═════ Provided information

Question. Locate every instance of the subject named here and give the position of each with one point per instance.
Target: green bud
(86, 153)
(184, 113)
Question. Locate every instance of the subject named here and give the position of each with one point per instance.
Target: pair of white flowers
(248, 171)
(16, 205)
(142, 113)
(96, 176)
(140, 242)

══════════
═════ Provided information

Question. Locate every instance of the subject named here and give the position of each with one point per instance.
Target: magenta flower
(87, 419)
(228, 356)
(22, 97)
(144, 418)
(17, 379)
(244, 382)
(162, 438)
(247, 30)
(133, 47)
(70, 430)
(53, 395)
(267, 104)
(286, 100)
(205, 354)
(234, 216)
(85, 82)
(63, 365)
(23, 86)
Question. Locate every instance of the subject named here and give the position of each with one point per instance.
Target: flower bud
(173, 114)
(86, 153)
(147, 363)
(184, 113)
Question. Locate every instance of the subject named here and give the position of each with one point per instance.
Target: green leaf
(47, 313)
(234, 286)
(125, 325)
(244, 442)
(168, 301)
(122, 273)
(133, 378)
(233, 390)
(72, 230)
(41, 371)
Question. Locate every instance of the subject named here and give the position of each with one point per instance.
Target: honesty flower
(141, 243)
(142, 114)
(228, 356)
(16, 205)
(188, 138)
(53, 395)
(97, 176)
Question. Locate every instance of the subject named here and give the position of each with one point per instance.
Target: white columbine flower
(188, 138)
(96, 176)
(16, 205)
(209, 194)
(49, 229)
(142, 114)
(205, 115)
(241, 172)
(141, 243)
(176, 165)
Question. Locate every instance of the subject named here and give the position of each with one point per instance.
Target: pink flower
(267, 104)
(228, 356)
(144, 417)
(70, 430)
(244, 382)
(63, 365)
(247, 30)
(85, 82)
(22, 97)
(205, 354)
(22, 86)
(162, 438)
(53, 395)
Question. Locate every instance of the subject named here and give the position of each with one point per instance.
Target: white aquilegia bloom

══════════
═════ Provided information

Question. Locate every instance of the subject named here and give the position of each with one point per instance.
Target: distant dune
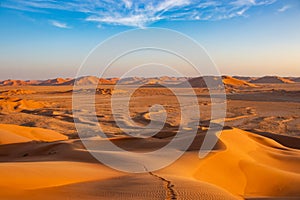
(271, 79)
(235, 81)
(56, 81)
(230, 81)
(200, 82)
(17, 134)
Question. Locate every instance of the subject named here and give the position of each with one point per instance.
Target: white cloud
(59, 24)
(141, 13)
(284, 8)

══════════

Work item :: Copy the lines of the data above exactly as written, beginning with the line containing "Target: white columbine flower" and ending with the line containing "Target: white aquilegia bloom", and leave out all other lines.

Answer to this exercise ::
Target: white columbine flower
(188, 138)
(96, 176)
(16, 205)
(209, 194)
(49, 229)
(142, 114)
(205, 115)
(241, 172)
(141, 243)
(176, 165)
Question. Locate every instance of the subject named here and give the position of each with one point per instance.
Target: pink flower
(267, 104)
(228, 356)
(144, 417)
(70, 430)
(244, 382)
(63, 365)
(247, 30)
(85, 82)
(22, 97)
(205, 354)
(22, 86)
(162, 438)
(53, 395)
Question. Locate every instance of the subject named here and give the position of each with one point per instance.
Target: white aquilegia bloom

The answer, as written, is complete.